What is being asked = Repeat every record exactly as given.

Listed records =
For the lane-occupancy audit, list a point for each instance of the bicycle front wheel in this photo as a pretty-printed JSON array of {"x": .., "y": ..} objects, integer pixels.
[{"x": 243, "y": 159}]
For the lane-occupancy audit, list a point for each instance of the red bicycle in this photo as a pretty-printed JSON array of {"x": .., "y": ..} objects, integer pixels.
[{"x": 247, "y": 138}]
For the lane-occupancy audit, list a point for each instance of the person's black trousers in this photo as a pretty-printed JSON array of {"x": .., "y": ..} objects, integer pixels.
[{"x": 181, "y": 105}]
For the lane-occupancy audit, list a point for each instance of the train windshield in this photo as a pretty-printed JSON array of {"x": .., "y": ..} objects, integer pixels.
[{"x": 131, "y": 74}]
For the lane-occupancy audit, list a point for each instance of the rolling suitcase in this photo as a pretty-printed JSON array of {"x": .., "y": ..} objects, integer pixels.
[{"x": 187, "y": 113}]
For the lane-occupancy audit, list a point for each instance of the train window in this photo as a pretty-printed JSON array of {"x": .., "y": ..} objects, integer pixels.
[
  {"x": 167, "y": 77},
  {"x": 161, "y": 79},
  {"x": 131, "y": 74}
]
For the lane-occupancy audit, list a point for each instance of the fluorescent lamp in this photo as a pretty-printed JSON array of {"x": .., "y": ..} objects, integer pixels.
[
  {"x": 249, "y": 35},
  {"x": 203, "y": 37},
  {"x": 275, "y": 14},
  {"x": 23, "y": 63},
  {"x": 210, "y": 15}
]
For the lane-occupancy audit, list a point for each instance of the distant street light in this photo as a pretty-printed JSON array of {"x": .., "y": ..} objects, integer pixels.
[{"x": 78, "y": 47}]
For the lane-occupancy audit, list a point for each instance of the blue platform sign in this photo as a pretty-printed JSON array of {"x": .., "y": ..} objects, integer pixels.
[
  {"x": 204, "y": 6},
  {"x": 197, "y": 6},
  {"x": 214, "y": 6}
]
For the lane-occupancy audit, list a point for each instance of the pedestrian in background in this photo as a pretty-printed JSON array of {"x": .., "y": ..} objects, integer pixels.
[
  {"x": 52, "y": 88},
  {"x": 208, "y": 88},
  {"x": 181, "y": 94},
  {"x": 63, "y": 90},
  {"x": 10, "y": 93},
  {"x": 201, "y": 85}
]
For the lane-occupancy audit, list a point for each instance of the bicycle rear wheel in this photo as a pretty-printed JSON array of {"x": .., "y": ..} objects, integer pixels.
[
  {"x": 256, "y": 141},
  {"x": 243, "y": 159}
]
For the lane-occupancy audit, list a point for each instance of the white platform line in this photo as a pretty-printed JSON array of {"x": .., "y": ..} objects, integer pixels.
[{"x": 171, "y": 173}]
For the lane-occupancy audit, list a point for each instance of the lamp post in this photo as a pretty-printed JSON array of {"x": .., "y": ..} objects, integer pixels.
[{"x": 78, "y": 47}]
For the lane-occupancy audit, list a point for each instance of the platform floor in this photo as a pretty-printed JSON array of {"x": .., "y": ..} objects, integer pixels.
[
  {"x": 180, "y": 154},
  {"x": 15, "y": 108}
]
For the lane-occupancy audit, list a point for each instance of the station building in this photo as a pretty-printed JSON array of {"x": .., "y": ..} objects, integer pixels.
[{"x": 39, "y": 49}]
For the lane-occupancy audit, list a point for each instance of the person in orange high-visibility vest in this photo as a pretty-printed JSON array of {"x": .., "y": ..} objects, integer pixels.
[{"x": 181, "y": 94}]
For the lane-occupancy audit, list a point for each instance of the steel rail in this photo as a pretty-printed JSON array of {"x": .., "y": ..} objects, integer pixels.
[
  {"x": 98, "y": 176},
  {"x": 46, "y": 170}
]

Result =
For the lane-occupancy audit, list a point for each instance of the bicycle front wheel in this photo as a pretty-printed JSON array of {"x": .., "y": ..} objects, integer pixels.
[{"x": 243, "y": 159}]
For the lane-occupancy audit, list a point for each instance of the red bicycle in this photo as a pretty-printed JSON array of {"x": .., "y": ..} objects, integer pixels.
[{"x": 247, "y": 138}]
For the lane-occupancy audit, list a point for each instance of the person's black trousers in this photo as a pretty-printed JSON array of {"x": .., "y": ..} objects, integer pixels.
[{"x": 181, "y": 105}]
For the lane-occupancy audit, list a point for each instance of the train windshield in this photo as a pretty-printed JSON array of {"x": .., "y": ..} objects, integer pixels.
[{"x": 131, "y": 74}]
For the lane-occupancy audit, list a point for each instance of the rolling suitcase in this photo as a pretty-printed JSON array of {"x": .., "y": ..} objects, integer pixels.
[{"x": 187, "y": 113}]
For the lane-occupancy audit, list a point for each instance of the train window in this photo as a pretty-printed JSON array of {"x": .., "y": ..} objects, integer pixels.
[
  {"x": 167, "y": 77},
  {"x": 161, "y": 79},
  {"x": 131, "y": 74}
]
For the lane-occupancy audit, list a point for each instance of the fluorescent lamp in this photo as a pretty-printed JSON array of {"x": .., "y": ..} objects, integer pixels.
[
  {"x": 249, "y": 35},
  {"x": 203, "y": 37},
  {"x": 275, "y": 14},
  {"x": 23, "y": 63},
  {"x": 210, "y": 15}
]
For the lane-occupancy audit, list a point for each instance of the distant street light in this photo as a pretty-printed JSON array of {"x": .., "y": ..} objects, integer pixels.
[{"x": 78, "y": 47}]
For the lane-occupancy audit, list a point for each instance of the blue platform sign in this photo as a pretty-printed JSON array of {"x": .., "y": ..} objects, integer pixels.
[
  {"x": 204, "y": 6},
  {"x": 197, "y": 6},
  {"x": 214, "y": 6}
]
For the lane-occupancy audit, list a point for each instance of the pedestrian in background in this photo as a pretty-printed JSON array of {"x": .., "y": ..} objects, integer pixels.
[
  {"x": 52, "y": 88},
  {"x": 208, "y": 88},
  {"x": 181, "y": 94},
  {"x": 63, "y": 90},
  {"x": 10, "y": 93},
  {"x": 201, "y": 85}
]
For the lane-occupancy audit, list a point for each instance of the bicycle rear wheel in this photo as a pretty-printed JSON array of {"x": .., "y": ..} objects, integer pixels.
[
  {"x": 256, "y": 141},
  {"x": 243, "y": 159}
]
For the lane-occupancy audit, list a point for each instance of the white platform line in this photo as a pretty-printed JSON array of {"x": .., "y": ..} objects, integer pixels.
[{"x": 171, "y": 173}]
For the lane-occupancy audit, list a point for each instance of the lamp post in this photo as a pretty-printed JSON array of {"x": .., "y": ..} objects, integer pixels.
[{"x": 78, "y": 47}]
For the lane-occupancy audit, list a point for each instance of the platform floor in this photo as a pretty-printed JSON array of {"x": .., "y": ..} objects, integer pixels.
[
  {"x": 180, "y": 154},
  {"x": 15, "y": 108}
]
For the lane-occupancy audit, list a point for each instance of the station building in this photo as a pretty-printed JSON array of {"x": .., "y": ..} objects, integer pixels.
[{"x": 39, "y": 49}]
For the lane-occupancy audit, list a point for each instance of the person in orange high-visibility vest in this photo as a pretty-printed JSON array of {"x": .., "y": ..} objects, integer pixels.
[{"x": 181, "y": 94}]
For the lane-occupancy audit, list a point for each instance of the steel rail in this photo as a pretty-printed JSON array of {"x": .., "y": ..} objects, integer pixels.
[
  {"x": 98, "y": 176},
  {"x": 46, "y": 170}
]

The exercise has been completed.